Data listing
>>>>
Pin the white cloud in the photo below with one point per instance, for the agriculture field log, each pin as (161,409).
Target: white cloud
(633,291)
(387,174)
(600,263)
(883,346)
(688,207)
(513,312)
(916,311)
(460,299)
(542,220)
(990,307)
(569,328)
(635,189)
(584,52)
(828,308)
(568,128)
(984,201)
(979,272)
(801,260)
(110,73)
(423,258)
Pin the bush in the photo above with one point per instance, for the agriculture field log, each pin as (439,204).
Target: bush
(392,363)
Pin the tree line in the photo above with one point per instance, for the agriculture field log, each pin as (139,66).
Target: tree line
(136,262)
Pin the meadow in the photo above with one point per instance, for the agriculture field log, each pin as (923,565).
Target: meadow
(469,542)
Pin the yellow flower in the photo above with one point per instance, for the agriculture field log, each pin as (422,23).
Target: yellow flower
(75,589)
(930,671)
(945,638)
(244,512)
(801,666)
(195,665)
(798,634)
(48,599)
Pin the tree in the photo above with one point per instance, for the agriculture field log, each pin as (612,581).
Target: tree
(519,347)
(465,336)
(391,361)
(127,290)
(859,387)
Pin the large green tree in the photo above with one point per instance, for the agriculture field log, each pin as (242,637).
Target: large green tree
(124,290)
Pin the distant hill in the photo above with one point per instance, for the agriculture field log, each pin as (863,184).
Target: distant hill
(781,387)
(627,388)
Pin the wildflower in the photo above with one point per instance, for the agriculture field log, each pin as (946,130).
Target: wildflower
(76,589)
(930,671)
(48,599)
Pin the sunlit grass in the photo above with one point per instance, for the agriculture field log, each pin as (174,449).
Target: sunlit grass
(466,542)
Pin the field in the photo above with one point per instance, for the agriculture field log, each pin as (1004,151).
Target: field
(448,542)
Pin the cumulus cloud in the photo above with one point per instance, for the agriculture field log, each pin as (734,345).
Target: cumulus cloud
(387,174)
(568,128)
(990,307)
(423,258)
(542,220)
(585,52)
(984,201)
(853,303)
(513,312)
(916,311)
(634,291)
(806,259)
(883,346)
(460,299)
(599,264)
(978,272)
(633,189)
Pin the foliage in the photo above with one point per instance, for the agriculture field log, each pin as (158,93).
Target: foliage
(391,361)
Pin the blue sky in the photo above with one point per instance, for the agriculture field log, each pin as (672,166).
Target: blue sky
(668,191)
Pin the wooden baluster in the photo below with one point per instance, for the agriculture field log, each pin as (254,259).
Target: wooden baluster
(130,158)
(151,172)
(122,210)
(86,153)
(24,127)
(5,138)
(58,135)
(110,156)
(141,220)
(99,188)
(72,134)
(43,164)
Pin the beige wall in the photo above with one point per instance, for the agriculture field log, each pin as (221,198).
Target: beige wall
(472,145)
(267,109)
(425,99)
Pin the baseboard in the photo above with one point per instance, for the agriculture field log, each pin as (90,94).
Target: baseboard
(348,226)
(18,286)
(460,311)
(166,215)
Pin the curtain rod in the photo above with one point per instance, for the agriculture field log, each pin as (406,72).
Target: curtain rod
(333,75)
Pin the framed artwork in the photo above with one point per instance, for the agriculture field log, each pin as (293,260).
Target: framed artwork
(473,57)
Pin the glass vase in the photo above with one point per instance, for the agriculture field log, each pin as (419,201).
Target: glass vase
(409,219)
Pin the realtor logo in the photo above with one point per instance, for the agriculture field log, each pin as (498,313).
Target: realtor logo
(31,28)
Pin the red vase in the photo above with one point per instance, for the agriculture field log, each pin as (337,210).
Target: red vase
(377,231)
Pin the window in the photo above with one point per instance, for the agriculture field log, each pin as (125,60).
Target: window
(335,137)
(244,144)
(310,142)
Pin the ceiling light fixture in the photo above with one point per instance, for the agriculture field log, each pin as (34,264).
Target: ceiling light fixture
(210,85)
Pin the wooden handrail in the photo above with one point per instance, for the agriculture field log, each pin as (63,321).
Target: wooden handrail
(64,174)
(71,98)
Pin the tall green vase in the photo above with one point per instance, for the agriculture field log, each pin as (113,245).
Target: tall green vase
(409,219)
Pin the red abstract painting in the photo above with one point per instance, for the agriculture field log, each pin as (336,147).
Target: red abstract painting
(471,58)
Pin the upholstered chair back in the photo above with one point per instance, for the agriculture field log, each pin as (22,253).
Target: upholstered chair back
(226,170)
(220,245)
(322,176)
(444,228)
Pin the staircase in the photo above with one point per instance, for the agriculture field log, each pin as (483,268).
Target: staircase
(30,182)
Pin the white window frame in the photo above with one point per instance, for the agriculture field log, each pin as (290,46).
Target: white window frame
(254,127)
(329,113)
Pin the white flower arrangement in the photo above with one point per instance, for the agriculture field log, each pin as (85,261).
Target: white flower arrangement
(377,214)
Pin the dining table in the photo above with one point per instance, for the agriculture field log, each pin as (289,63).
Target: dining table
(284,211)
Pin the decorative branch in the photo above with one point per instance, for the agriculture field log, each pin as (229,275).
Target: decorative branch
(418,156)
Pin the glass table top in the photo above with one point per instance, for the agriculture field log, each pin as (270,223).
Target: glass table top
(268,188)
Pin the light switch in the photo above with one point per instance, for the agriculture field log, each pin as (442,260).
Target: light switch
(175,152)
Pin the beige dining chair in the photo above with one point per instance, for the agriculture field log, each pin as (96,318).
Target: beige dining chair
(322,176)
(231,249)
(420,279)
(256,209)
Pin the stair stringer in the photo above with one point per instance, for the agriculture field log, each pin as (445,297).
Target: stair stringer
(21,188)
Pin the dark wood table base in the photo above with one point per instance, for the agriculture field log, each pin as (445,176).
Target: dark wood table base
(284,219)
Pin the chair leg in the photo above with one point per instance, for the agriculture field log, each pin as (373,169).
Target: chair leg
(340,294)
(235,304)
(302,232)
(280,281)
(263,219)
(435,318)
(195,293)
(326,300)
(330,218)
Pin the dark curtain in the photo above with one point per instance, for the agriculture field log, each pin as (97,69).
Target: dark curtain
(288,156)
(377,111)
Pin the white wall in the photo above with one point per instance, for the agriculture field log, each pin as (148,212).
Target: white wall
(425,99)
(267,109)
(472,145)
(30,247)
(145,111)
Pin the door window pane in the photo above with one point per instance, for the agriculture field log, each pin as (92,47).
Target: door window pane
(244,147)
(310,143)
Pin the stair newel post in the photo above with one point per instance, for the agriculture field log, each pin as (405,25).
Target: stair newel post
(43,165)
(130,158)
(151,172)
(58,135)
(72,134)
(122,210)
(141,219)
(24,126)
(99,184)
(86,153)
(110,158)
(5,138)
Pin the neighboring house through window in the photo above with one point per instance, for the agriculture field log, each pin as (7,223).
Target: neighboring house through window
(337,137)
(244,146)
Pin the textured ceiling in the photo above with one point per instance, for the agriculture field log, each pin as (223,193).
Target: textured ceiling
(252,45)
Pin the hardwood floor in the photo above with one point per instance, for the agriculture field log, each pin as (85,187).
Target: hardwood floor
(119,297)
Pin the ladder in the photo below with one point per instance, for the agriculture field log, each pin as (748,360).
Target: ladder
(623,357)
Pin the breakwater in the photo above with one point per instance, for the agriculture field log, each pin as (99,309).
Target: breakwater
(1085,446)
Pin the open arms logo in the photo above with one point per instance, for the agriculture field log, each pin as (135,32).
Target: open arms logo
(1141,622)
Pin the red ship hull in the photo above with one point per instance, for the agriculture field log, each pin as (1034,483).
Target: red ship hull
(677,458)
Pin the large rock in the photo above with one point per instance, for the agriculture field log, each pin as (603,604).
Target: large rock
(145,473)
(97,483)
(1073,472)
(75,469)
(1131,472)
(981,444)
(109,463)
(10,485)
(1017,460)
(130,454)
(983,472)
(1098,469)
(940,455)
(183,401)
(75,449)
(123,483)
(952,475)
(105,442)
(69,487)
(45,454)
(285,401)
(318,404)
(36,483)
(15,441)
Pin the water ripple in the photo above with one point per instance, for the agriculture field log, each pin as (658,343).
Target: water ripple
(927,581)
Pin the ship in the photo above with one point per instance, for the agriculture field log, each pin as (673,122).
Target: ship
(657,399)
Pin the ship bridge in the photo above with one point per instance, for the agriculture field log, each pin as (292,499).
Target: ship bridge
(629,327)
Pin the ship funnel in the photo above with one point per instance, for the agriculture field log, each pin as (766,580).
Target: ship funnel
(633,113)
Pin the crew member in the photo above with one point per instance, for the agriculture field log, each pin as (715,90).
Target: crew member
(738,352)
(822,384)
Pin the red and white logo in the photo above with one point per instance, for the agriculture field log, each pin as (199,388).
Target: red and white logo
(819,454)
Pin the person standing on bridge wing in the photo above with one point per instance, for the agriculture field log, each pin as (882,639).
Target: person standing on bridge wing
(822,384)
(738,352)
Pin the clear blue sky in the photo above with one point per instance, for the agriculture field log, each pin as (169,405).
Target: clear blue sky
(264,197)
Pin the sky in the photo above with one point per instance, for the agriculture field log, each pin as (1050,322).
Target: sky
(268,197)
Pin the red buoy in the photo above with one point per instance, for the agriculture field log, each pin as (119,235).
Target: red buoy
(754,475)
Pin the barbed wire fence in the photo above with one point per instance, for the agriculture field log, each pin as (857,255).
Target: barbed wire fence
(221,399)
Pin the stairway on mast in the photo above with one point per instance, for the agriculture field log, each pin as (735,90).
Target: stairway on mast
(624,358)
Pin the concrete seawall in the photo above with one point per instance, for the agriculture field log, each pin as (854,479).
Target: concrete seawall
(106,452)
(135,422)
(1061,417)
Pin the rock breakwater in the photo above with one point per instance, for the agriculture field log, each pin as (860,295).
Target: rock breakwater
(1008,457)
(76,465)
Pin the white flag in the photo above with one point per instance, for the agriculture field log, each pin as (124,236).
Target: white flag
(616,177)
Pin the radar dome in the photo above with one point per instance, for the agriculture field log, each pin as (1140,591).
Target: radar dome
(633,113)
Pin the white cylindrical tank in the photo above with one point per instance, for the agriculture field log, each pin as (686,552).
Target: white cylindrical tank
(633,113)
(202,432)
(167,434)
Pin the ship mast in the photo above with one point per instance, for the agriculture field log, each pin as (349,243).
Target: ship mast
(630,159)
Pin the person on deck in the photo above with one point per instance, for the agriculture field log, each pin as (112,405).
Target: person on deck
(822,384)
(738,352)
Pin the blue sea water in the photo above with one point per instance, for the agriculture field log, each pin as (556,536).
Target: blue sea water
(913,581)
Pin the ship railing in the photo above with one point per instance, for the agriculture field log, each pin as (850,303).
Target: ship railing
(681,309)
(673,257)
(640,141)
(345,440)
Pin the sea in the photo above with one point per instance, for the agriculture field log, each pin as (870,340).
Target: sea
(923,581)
<<<<
[To do]
Rewrite the data listing as a JSON list of strings, one string per line, from the line containing "Pin the radar" through the last line, leaving out blank lines.

[Complete response]
[
  "Pin the radar dome in the photo above with one point per instance, for the agriculture field log, each pin as (1140,591).",
  "Target: radar dome",
  "(633,113)",
  "Pin the white cylindrical tank in the photo above with one point per instance, for the agriculture field log, each pin as (686,552).",
  "Target: white cylindrical tank",
  "(633,113)",
  "(202,432)",
  "(167,434)",
  "Pin the ship mast in the photo above with one point per instance, for the agriculture field log, each pin as (349,243).",
  "Target: ship mast",
  "(630,159)",
  "Pin the person on deck in the photo above with one point per instance, for the agriculture field log, each pin as (112,405).",
  "Target: person on deck",
  "(822,384)",
  "(738,352)",
  "Pin the blue sea water in the photo above with one point per instance, for the agriculture field log, each pin as (556,536).",
  "Target: blue sea water",
  "(913,581)",
  "Pin the ship railing in the photo above with one point per instance, for the agriculture field log, each pin as (850,303).",
  "Target: ship railing",
  "(681,309)",
  "(673,257)",
  "(640,141)",
  "(345,440)",
  "Pin the sea in the photo above with one point per instance, for the agriculture field log, each pin as (870,340).",
  "Target: sea",
  "(923,581)"
]